__Texte fourni__

29      À cet égard, la Commission fait observer que, dans la décision attaquée, le Conseil a décrit le contenu de la note d’une façon appropriée et suffisamment détaillée, en expliquant pourquoi l’accès à ce contenu faisait l’objet d’une dérogation. Conformément à une jurisprudence constante en la matière, une telle motivation serait suffisamment claire pour permettre à la requérante de comprendre les raisons pour lesquelles le Conseil ne lui a pas donné accès à la note et pour permettre au Tribunal d’exercer son contrôle de légalité de la décision attaquée.

30      En second lieu, le Conseil précise que la note porte sur la manière dont la Communauté devrait mener les négociations au sein de l’OMC en matière de commerce et d’environnement dans le cadre du cycle de Doha. Plus spécifiquement, la note contiendrait des éléments d’analyse et des observations sensibles concernant l’orientation suivie par la Communauté pour renforcer la gouvernance internationale, y compris des éléments relatifs à une réponse aux besoins et aux objectifs des pays en développement. Elle définirait également la ligne de politique générale de la Communauté ainsi que des actions concrètes concernant les aspects essentiels de sa relation avec l’OMC. Le Conseil a précisé à l’audience qu’il s’agissait d’une note d’information sur l’état d’avancement des négociations, présentant, d’une part, les positions adoptées par les pays tiers et, d’autre part, les options ouvertes à la Communauté.

31      La divulgation de la note porterait atteinte aux relations entre la Communauté et les pays tiers qui y sont mentionnés et nuirait gravement aux positions de la Communauté et de ses États membres dans le cadre des négociations menées au sein de l’OMC et, de ce fait, à l’ensemble de leur politique économique.

__Consigne A__
Recopiez à l'identique la liste en commençant à la ligne qui contient "segment --target metal" et en terminant à la fin de la liste, ces deux bornes comprises.
Ce texte n'a aucun lien avec la liste qui suit.

(Enregistrements extraits)
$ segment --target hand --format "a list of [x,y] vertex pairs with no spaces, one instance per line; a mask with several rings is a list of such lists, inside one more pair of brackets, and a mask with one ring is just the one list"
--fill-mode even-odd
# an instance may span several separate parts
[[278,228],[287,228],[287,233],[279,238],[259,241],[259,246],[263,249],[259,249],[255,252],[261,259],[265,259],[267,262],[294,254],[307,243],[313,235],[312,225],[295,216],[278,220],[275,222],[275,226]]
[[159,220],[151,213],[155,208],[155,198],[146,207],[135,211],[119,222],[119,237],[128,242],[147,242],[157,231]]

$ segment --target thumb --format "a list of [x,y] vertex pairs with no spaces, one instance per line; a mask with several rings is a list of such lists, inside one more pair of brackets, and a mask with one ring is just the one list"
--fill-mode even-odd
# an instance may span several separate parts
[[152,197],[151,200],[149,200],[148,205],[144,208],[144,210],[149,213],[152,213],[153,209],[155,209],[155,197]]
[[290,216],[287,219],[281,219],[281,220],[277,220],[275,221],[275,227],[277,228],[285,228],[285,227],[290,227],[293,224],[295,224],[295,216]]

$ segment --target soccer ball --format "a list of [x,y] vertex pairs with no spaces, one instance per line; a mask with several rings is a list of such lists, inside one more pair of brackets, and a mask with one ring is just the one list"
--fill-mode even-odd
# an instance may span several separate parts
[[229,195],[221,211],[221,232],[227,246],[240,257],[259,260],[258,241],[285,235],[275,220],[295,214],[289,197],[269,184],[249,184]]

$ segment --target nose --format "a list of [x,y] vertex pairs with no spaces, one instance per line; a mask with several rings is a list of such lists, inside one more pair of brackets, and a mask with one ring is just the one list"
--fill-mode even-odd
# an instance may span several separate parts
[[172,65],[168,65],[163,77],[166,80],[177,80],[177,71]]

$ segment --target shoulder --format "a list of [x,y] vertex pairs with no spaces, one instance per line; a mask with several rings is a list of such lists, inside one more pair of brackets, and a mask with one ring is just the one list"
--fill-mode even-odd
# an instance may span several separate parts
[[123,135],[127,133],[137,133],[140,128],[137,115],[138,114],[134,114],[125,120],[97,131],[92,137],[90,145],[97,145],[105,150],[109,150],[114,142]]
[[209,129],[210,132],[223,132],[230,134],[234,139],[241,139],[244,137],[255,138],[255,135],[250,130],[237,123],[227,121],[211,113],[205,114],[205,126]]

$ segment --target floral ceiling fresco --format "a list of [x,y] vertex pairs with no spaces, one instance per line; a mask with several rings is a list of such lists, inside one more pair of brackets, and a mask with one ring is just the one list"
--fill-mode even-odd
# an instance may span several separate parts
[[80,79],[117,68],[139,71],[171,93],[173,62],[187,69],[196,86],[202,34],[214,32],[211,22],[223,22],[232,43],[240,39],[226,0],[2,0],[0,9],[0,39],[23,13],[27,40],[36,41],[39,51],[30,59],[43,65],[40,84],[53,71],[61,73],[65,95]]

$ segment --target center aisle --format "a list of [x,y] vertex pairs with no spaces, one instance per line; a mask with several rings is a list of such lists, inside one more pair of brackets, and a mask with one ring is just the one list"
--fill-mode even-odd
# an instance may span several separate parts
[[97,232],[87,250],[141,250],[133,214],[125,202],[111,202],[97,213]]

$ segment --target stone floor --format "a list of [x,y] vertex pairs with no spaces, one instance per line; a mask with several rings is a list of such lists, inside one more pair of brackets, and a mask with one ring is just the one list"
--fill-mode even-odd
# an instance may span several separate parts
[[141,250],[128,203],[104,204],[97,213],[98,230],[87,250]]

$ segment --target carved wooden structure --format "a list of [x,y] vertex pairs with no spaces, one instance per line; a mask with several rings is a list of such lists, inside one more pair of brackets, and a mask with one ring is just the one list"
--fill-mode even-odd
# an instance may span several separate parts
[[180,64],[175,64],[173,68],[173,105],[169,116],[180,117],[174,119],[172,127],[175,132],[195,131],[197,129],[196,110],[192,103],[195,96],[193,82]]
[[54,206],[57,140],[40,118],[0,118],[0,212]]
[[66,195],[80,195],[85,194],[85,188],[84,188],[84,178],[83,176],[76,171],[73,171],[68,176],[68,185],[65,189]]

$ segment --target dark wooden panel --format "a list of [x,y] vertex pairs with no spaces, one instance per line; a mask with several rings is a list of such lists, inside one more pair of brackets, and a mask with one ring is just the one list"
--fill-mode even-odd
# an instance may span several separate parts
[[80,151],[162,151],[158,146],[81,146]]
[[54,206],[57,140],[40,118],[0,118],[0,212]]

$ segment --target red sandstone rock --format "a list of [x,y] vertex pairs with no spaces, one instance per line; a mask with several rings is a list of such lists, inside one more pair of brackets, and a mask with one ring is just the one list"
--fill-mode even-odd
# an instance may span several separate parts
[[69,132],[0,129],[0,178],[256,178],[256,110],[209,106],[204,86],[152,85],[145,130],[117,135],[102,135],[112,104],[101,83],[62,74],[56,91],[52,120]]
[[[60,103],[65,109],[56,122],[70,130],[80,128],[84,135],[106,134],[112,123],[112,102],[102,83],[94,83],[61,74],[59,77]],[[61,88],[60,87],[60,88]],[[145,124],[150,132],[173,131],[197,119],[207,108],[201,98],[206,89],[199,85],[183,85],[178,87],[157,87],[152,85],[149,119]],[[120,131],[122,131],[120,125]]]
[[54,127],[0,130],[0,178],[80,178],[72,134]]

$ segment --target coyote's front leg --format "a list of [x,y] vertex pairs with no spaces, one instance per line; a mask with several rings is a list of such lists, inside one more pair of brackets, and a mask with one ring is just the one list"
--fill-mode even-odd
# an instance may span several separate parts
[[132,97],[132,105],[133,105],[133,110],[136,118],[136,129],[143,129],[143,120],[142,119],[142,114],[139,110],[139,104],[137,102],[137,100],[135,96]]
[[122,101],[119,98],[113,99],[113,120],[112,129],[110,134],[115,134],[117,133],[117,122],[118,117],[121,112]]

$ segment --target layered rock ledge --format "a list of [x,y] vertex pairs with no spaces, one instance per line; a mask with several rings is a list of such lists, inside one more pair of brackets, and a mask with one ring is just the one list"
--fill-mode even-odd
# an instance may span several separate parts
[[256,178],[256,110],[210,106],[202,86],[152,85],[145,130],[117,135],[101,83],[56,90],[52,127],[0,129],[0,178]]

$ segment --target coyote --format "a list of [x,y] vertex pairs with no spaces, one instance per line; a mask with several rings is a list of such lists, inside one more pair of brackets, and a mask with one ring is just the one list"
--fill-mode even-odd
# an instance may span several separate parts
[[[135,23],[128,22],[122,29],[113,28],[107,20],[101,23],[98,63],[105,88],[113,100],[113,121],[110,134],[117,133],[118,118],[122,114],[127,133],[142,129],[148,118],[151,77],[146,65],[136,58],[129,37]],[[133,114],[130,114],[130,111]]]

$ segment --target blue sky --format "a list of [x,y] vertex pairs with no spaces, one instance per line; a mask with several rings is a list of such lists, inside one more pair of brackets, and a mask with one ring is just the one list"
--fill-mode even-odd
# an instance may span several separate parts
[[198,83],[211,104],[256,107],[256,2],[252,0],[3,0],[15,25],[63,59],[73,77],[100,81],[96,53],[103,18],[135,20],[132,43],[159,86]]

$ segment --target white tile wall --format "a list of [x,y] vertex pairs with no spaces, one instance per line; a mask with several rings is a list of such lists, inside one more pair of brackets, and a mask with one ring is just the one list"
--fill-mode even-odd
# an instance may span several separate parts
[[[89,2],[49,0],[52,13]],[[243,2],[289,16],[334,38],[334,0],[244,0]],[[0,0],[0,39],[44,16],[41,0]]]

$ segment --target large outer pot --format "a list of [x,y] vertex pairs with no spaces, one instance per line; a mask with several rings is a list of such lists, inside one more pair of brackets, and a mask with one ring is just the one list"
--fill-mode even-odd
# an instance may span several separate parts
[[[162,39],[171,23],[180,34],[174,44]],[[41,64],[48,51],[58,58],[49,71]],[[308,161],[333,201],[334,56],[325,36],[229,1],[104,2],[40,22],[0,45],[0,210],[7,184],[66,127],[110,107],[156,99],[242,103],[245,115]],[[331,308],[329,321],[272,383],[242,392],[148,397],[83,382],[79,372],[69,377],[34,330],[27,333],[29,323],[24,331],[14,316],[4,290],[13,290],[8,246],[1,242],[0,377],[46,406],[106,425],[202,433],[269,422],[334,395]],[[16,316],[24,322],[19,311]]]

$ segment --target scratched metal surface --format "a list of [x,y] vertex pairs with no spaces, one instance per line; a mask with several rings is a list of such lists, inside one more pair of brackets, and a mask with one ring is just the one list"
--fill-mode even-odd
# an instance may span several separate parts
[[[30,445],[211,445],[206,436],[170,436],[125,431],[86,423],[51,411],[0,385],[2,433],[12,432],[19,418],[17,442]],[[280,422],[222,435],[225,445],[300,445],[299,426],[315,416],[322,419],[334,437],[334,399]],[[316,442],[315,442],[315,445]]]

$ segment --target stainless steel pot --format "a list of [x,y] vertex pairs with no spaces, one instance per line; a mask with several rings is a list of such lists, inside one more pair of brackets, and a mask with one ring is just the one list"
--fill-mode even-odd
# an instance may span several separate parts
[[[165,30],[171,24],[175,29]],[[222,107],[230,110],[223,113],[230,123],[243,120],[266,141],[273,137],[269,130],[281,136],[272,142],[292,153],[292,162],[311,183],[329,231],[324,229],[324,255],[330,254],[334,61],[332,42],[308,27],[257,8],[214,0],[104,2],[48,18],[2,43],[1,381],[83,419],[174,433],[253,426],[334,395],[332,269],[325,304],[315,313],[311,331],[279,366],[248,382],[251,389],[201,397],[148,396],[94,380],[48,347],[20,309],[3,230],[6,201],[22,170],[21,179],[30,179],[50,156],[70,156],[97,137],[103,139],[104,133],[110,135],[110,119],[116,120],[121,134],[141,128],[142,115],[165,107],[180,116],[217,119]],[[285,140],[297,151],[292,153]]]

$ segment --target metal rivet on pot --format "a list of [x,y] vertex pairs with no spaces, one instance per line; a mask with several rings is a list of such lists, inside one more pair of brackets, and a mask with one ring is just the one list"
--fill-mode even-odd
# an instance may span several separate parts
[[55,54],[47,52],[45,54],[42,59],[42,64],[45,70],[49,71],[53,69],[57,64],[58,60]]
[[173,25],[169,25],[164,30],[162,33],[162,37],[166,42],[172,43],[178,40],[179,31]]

__Consigne B__
D'après le texte, sur quoi porte la note selon le Conseil ?

__Résultat attendu A__
$ segment --target metal rivet on pot --format "a list of [x,y] vertex pairs with no spaces, one instance per line; a mask with several rings is a list of such lists, inside one more pair of brackets, and a mask with one ring is just the one list"
--fill-mode even-odd
# an instance may span several separate parts
[[55,54],[47,52],[45,54],[42,59],[42,64],[45,70],[49,71],[53,69],[57,64],[58,60]]
[[173,25],[169,25],[164,30],[162,33],[162,37],[166,42],[172,43],[178,40],[179,31]]

__Résultat attendu B__
Sur la manière dont la Communauté devrait mener les négociations au sein de l'OMC en matière de commerce et d'environnement dans le cadre du cycle de Doha.